**Assignment:**
Skip the images and restate every line of the records exactly.

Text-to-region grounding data
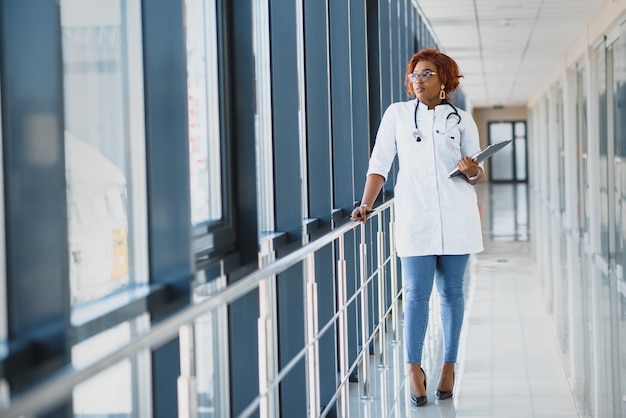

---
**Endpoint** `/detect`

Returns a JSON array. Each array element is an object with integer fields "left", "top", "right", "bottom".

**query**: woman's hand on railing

[
  {"left": 352, "top": 175, "right": 384, "bottom": 223},
  {"left": 350, "top": 204, "right": 373, "bottom": 223}
]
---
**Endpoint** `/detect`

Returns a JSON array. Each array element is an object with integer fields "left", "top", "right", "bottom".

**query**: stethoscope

[{"left": 413, "top": 99, "right": 461, "bottom": 142}]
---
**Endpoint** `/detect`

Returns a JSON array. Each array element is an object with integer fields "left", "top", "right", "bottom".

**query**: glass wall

[
  {"left": 0, "top": 0, "right": 447, "bottom": 416},
  {"left": 577, "top": 65, "right": 590, "bottom": 241},
  {"left": 613, "top": 23, "right": 626, "bottom": 281},
  {"left": 72, "top": 323, "right": 134, "bottom": 416},
  {"left": 0, "top": 79, "right": 9, "bottom": 407},
  {"left": 555, "top": 88, "right": 566, "bottom": 215},
  {"left": 60, "top": 1, "right": 152, "bottom": 415},
  {"left": 61, "top": 0, "right": 148, "bottom": 305},
  {"left": 595, "top": 43, "right": 610, "bottom": 262},
  {"left": 186, "top": 0, "right": 222, "bottom": 226},
  {"left": 611, "top": 23, "right": 626, "bottom": 416},
  {"left": 0, "top": 81, "right": 5, "bottom": 345},
  {"left": 72, "top": 316, "right": 151, "bottom": 417},
  {"left": 529, "top": 28, "right": 626, "bottom": 417}
]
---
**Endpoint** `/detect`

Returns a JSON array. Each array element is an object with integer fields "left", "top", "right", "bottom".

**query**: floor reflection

[
  {"left": 487, "top": 183, "right": 528, "bottom": 242},
  {"left": 346, "top": 293, "right": 463, "bottom": 417},
  {"left": 406, "top": 399, "right": 456, "bottom": 418}
]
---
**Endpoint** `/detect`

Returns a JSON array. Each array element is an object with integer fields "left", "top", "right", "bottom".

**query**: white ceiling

[{"left": 414, "top": 0, "right": 607, "bottom": 108}]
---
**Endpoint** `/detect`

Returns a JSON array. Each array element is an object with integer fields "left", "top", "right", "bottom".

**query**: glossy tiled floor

[{"left": 347, "top": 183, "right": 581, "bottom": 417}]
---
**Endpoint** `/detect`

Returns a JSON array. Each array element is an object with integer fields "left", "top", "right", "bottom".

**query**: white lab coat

[{"left": 367, "top": 100, "right": 484, "bottom": 257}]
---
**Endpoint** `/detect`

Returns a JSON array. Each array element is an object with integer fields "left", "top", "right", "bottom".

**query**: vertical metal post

[
  {"left": 389, "top": 206, "right": 400, "bottom": 344},
  {"left": 0, "top": 379, "right": 10, "bottom": 411},
  {"left": 359, "top": 223, "right": 373, "bottom": 400},
  {"left": 336, "top": 235, "right": 350, "bottom": 418},
  {"left": 257, "top": 279, "right": 272, "bottom": 418},
  {"left": 134, "top": 314, "right": 154, "bottom": 418},
  {"left": 178, "top": 324, "right": 198, "bottom": 418},
  {"left": 377, "top": 215, "right": 388, "bottom": 368},
  {"left": 391, "top": 326, "right": 403, "bottom": 418},
  {"left": 303, "top": 252, "right": 320, "bottom": 417},
  {"left": 213, "top": 276, "right": 231, "bottom": 418},
  {"left": 258, "top": 237, "right": 279, "bottom": 418}
]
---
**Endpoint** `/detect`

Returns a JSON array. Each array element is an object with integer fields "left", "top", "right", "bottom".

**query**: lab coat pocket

[{"left": 436, "top": 125, "right": 462, "bottom": 168}]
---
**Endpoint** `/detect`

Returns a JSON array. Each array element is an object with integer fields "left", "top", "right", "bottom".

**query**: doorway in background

[{"left": 488, "top": 121, "right": 528, "bottom": 182}]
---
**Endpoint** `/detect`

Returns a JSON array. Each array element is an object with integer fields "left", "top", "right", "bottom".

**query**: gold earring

[{"left": 439, "top": 85, "right": 446, "bottom": 100}]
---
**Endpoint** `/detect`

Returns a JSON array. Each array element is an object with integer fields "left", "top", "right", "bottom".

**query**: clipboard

[{"left": 448, "top": 139, "right": 513, "bottom": 178}]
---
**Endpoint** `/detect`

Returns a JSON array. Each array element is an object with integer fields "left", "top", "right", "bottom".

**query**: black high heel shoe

[
  {"left": 435, "top": 371, "right": 454, "bottom": 400},
  {"left": 410, "top": 367, "right": 427, "bottom": 407}
]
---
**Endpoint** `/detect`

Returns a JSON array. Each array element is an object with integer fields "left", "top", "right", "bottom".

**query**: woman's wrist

[{"left": 466, "top": 167, "right": 481, "bottom": 181}]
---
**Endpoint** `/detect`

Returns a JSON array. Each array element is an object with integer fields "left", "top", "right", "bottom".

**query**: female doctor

[{"left": 351, "top": 48, "right": 484, "bottom": 407}]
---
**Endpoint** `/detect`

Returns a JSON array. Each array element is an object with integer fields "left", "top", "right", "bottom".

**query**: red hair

[{"left": 405, "top": 48, "right": 463, "bottom": 100}]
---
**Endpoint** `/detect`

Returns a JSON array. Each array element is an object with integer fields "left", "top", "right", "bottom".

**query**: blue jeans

[{"left": 401, "top": 255, "right": 469, "bottom": 365}]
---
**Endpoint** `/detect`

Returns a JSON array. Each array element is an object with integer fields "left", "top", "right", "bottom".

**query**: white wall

[{"left": 529, "top": 0, "right": 626, "bottom": 107}]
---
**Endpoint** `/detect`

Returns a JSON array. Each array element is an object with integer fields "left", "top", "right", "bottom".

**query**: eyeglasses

[{"left": 408, "top": 71, "right": 437, "bottom": 83}]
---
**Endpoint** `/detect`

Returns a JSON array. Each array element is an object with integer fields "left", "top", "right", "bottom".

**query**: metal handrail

[{"left": 0, "top": 199, "right": 396, "bottom": 418}]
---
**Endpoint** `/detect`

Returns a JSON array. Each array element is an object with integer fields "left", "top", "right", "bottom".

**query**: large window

[
  {"left": 614, "top": 26, "right": 626, "bottom": 271},
  {"left": 72, "top": 317, "right": 151, "bottom": 417},
  {"left": 252, "top": 0, "right": 275, "bottom": 235},
  {"left": 488, "top": 121, "right": 528, "bottom": 182},
  {"left": 61, "top": 2, "right": 151, "bottom": 413},
  {"left": 0, "top": 82, "right": 5, "bottom": 344},
  {"left": 186, "top": 0, "right": 223, "bottom": 226},
  {"left": 72, "top": 323, "right": 133, "bottom": 416},
  {"left": 61, "top": 0, "right": 148, "bottom": 305}
]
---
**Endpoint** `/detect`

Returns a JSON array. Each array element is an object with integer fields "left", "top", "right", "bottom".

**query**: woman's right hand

[
  {"left": 351, "top": 204, "right": 371, "bottom": 223},
  {"left": 352, "top": 174, "right": 384, "bottom": 223}
]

**Answer section:**
---
**Endpoint** `/detect`

Returns a JSON array. Each array element is an object with integer fields "left", "top", "right", "bottom".

**query**: woman's hand on railing

[
  {"left": 352, "top": 175, "right": 384, "bottom": 223},
  {"left": 350, "top": 204, "right": 373, "bottom": 223}
]
---
**Endpoint** `/detect`

Returns a JSON array. Each array element is an object with integer fields "left", "top", "right", "bottom".

**query**: stethoscope

[{"left": 413, "top": 99, "right": 461, "bottom": 142}]
---
**Endpoint** `/detect`

Returns a JSON array. Each array element is an object with integer fields "left", "top", "right", "bottom".

**query**: glass wall

[
  {"left": 0, "top": 0, "right": 447, "bottom": 416},
  {"left": 577, "top": 65, "right": 590, "bottom": 241},
  {"left": 613, "top": 23, "right": 626, "bottom": 281},
  {"left": 72, "top": 323, "right": 134, "bottom": 416},
  {"left": 0, "top": 79, "right": 9, "bottom": 407},
  {"left": 555, "top": 88, "right": 566, "bottom": 215},
  {"left": 60, "top": 1, "right": 152, "bottom": 415},
  {"left": 61, "top": 0, "right": 148, "bottom": 305},
  {"left": 595, "top": 43, "right": 610, "bottom": 262},
  {"left": 186, "top": 0, "right": 222, "bottom": 226},
  {"left": 611, "top": 23, "right": 626, "bottom": 416},
  {"left": 0, "top": 81, "right": 5, "bottom": 345},
  {"left": 72, "top": 316, "right": 151, "bottom": 417},
  {"left": 529, "top": 28, "right": 626, "bottom": 417}
]
---
**Endpoint** `/detect`

Returns a JSON array. Each array element is an object with integer fields "left", "top", "right", "bottom".

**query**: floor reflection

[
  {"left": 487, "top": 183, "right": 528, "bottom": 242},
  {"left": 346, "top": 293, "right": 463, "bottom": 417},
  {"left": 406, "top": 399, "right": 456, "bottom": 418}
]
---
**Endpoint** `/detect`

Returns a JSON array. Each array element is an object with integer fields "left", "top", "right", "bottom".

**query**: white ceiling

[{"left": 414, "top": 0, "right": 607, "bottom": 108}]
---
**Endpoint** `/detect`

Returns a JSON array. Each array element is an object with integer fields "left", "top", "right", "bottom".

**query**: glossy tiled floor

[{"left": 347, "top": 183, "right": 581, "bottom": 417}]
---
**Endpoint** `/detect`

Returns a JSON array. Each array element is an object with integer fields "left", "top", "right", "bottom".

**query**: white lab coat

[{"left": 367, "top": 100, "right": 484, "bottom": 257}]
---
**Endpoint** `/detect`

Returns a JSON array. Each array element is an object with integer fields "left", "top", "right", "bottom".

**query**: vertical metal post

[
  {"left": 389, "top": 206, "right": 400, "bottom": 344},
  {"left": 0, "top": 379, "right": 10, "bottom": 411},
  {"left": 359, "top": 223, "right": 373, "bottom": 400},
  {"left": 336, "top": 235, "right": 350, "bottom": 418},
  {"left": 257, "top": 279, "right": 272, "bottom": 418},
  {"left": 134, "top": 314, "right": 154, "bottom": 418},
  {"left": 178, "top": 324, "right": 198, "bottom": 418},
  {"left": 377, "top": 215, "right": 388, "bottom": 368},
  {"left": 391, "top": 326, "right": 403, "bottom": 418},
  {"left": 303, "top": 252, "right": 320, "bottom": 417},
  {"left": 213, "top": 276, "right": 231, "bottom": 418},
  {"left": 258, "top": 237, "right": 279, "bottom": 418}
]
---
**Endpoint** `/detect`

Returns a JSON array. Each array element is an object with integer fields "left", "top", "right", "bottom".

**query**: lab coat pocket

[{"left": 436, "top": 125, "right": 462, "bottom": 168}]
---
**Endpoint** `/detect`

Returns a JSON array. Each array element is an object with integer fields "left", "top", "right", "bottom".

**query**: doorway in background

[{"left": 488, "top": 121, "right": 528, "bottom": 182}]
---
**Endpoint** `/detect`

Returns a JSON array. Each array element is an object with integer fields "left", "top", "right", "bottom".

**query**: gold earring

[{"left": 439, "top": 85, "right": 446, "bottom": 100}]
---
**Endpoint** `/detect`

Returns a JSON array. Each array element is an object with integer fields "left", "top", "right", "bottom".

**query**: clipboard

[{"left": 448, "top": 139, "right": 513, "bottom": 178}]
---
**Endpoint** `/detect`

Returns a JSON array. Each array element is an object with integer fields "left", "top", "right", "bottom".

**query**: black high heel shoe

[
  {"left": 435, "top": 371, "right": 454, "bottom": 400},
  {"left": 410, "top": 367, "right": 427, "bottom": 407}
]
---
**Endpoint** `/detect`

Returns a JSON array. Each array element is an object with integer fields "left", "top", "right", "bottom".

**query**: woman's wrist

[{"left": 466, "top": 167, "right": 481, "bottom": 181}]
---
**Endpoint** `/detect`

Returns a JSON array. Each array element is an object with integer fields "left", "top", "right", "bottom".

**query**: female doctor

[{"left": 351, "top": 48, "right": 484, "bottom": 407}]
---
**Endpoint** `/detect`

Returns a JSON array. Each array element is an object with integer fields "left", "top", "right", "bottom".

**query**: red hair

[{"left": 405, "top": 48, "right": 463, "bottom": 100}]
---
**Endpoint** `/detect`

Returns a JSON array. Each array element is an object with integer fields "left", "top", "right", "bottom".

**query**: blue jeans

[{"left": 401, "top": 255, "right": 469, "bottom": 365}]
---
**Endpoint** `/detect`

Returns a JSON array. Each array element is an object with integer fields "left", "top", "right", "bottom".

**query**: white wall

[{"left": 529, "top": 0, "right": 626, "bottom": 107}]
---
**Endpoint** `/detect`

Returns a JSON array. Each array element is an object with integer fields "left", "top", "right", "bottom".

**query**: eyeglasses

[{"left": 408, "top": 71, "right": 437, "bottom": 83}]
---
**Endpoint** `/detect`

Returns a JSON array. Each array element is an object with integer fields "left", "top", "right", "bottom".

**query**: metal handrail

[{"left": 0, "top": 199, "right": 396, "bottom": 418}]
---
**Endpoint** `/detect`

Returns a JSON array. Each array element is an object with integer fields "left", "top", "right", "bottom".

**query**: large window

[
  {"left": 614, "top": 26, "right": 626, "bottom": 271},
  {"left": 72, "top": 317, "right": 151, "bottom": 417},
  {"left": 252, "top": 0, "right": 275, "bottom": 235},
  {"left": 488, "top": 121, "right": 528, "bottom": 182},
  {"left": 61, "top": 2, "right": 151, "bottom": 413},
  {"left": 0, "top": 82, "right": 5, "bottom": 344},
  {"left": 186, "top": 0, "right": 223, "bottom": 226},
  {"left": 72, "top": 323, "right": 133, "bottom": 416},
  {"left": 61, "top": 0, "right": 148, "bottom": 305}
]
---
**Endpoint** `/detect`

Returns a JSON array. Each array element is an object with integer fields "left", "top", "right", "bottom".

**query**: woman's right hand

[
  {"left": 351, "top": 204, "right": 371, "bottom": 223},
  {"left": 352, "top": 174, "right": 384, "bottom": 223}
]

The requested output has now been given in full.